Zestaw zadań:
A. Czy poniższe stwierdzenia zgadzają się z fragmentem o chorobie i leczeniu? Przy każdym odpowiedz „tak” lub „nie” i przytocz dosłownie słowa tekstu, które o tym rozstrzygają. (i) Piszący twierdzi, że choroba zabije go w chwili, gdy zaatakuje. (ii) Po leczeniu sterydami objawy zapalenia błon maziowych u mamy nasiliły się. (iii) Mama ustaliła swoją dietę z dietetykiem.
B. Dopisz dalszy ciąg fragmentu o chorobie i leczeniu, zaczynając zaraz po jego ostatnim zdaniu.

Fragment:
───
Ano własnie dlatego że póki choroba jest w stanie utajonym to nic sie nie dzieje, i może się nigdy nie dziać, a instnieje spore ryzyko że organizm zaczałby walczyc sam ze sobą własnie po rozpoczeciu takiego leczenia. Wiec po co? Ta choroba jest nieuleczalna póki co, lekarze niby leczą, ale nie przynosi to szczegolnych rezultatów. Bo nie wiedza co maja leczyc i jak.  czasami po prostu lepiej jest nic nie robić póki nie jest to konieczne. A nie jest to choroba, która w momencie kiedy zaatakuje to mnie zabije. W momencie kiedy faktycznie zaatakuje bedzie trzeba sie jakos leczyć i pewnie to zrobię, ale póki co nie widze sensu.
Zreszta ja wierze że nie jestem chora 😉

Pandruska
Z ta dieta nieskobiałkowa to nie jest głupi pomysł. My czekamy aktualnie na operacje osoatnia i tez bedziemy sie konsultowac z dietetykiem itp, żeby cokolwiek dobrac. Mama narazie sama sobie cos tam ustaliła w zwiazkuz  dieta i mówi ze czuje sie lepiej, ale dosnkonale zdaje sobie sprawe  ze musi to byc zrobione przez profesjonaliste.
Co do leczenia sterydami itp, to nie zauwazyłam zmian na + . Wrecz pzreciwnie. Mamie wypadaja włosy jak po chemioterapii i objawy zapalenia błon maziowych stały sie intensywniejsze.

Swoja droga czytałam gdzies ze przy choroba autoimmunologicznych ludzie maja sie lepiej nie biorac leków a stosujac tylko diete.
Hypnotize to faktycznie jakis horror z tymi lekami! Ja jestem zdecydowanie zwolenniczka naturalnych metod, wiec sie tak szybko nie dam. Moge jest nawet i trawe, byleby tylko pomoglo. Na szczescie jakos sie uspokoilo ostatnio i az tak bardzo nie cierpie.
A teraz rozumiem, dzięki za wyjaśnienia 😉
Właśnie wróciłam od Mamy.
───
Udostępnione dane:

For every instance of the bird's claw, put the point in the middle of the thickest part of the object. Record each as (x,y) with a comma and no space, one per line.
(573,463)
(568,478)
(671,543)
───
Odpowiedzi do zadań:
A.
(i) Nie: „A nie jest to choroba, która w momencie kiedy zaatakuje to mnie zabije.”
(ii) Tak: „objawy zapalenia błon maziowych stały sie intensywniejsze”
(iii) Nie: „Mama narazie sama sobie cos tam ustaliła”

B.
Ta choroba jest naprawde dziwna. Wczoraj Mama była cała opuchnieta i nie wychodziła z łóżka. Dzisiaj śmigała jakby była zdrowa. Nie chciała nawet o kulach chodzić bo nic ją nie bolało i nie było opuchlizny...  😲
Hypnotize, mi się trafiły "tylko" Hashi, SM, Raynaud i zespół antyfosfolipidowy. Miałam trochę badań, żeby wykluczyć schorzenia tkanki łącznej na przykład, i na szczęście tu mnie nie trafiło. Bo już mi trochę starczy...

Sterydy to świństwa, ale czasem trudno inaczej. W RZS to chyba inaczej, bo bierze się długo w małych dawkach? Bo ja dostałam krótkoterminową bombę sterydową. I pomogła, rzut ustąpił. Nie wyobrażam sobie nie wziąć, gdyby się coś podobnego powtórzyło. Owszem, napuchłam wodą, byłam czerwona na pysku, dzięki porannemu mierzeniu temperatury i obserwacjom wiem, że choćby mój układ rozrodczy ładnych parę miesięcy dochodził do siebie po tych 5 dniach sterydowania (akurat w to miałam jakiś wgląd, co się działo w reszcie organizmu - trudno powiedzieć). Ale normalne czucie zaczęło wracać, zdolność normalnego chodzenia, czytania. Inna choroba, inne problemy, ale chciałam tak tylko przeciw ortodoksji się wypowiedzieć. Trzeba ważyć argumenty. możliwe plusy i minusy. Nawet świństwo pod tytułem steryd czasem ma rację bytu. Choć widzę, jak jest nadużywane.

Lekarka do której trafiłam, ta reumatolożka, współpracuje z dietetyczką. I propaguje dietę niskobiałkową, niskotłuszczową.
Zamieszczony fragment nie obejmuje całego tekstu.